What is required:
Write out the material exactly, leaving every picture behind.

* START *

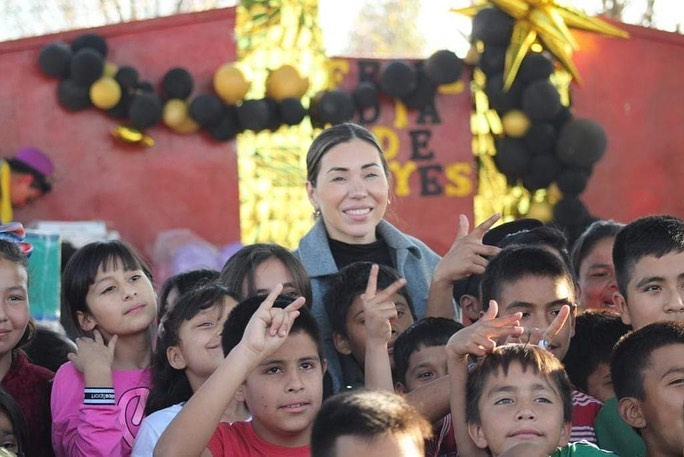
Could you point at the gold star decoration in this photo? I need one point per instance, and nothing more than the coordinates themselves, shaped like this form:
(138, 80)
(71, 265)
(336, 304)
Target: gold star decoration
(548, 22)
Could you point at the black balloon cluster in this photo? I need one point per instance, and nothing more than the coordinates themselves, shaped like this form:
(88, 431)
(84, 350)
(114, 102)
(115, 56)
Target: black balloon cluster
(555, 146)
(86, 80)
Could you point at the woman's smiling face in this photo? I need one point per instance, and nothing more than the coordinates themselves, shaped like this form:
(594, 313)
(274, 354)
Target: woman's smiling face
(351, 191)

* END *

Task output:
Could you point at the gold star decoration in this photo? I need one point per instance, and nothing more than the coordinates themselves, shaped like this form:
(138, 80)
(71, 265)
(336, 304)
Target: gold star decoration
(548, 22)
Could you point at the black balloon cluster in this photo? I need one point per instance, and nothing more than the coordinates themselves, shaped like this form:
(88, 431)
(84, 350)
(114, 102)
(115, 56)
Target: black balloon cluster
(555, 146)
(86, 80)
Could you point at the woman's smiling face in this photo? I need one point per instance, and nothing more than the coordinates themselves, shaped like this form:
(594, 313)
(274, 354)
Target: woman's smiling face
(351, 191)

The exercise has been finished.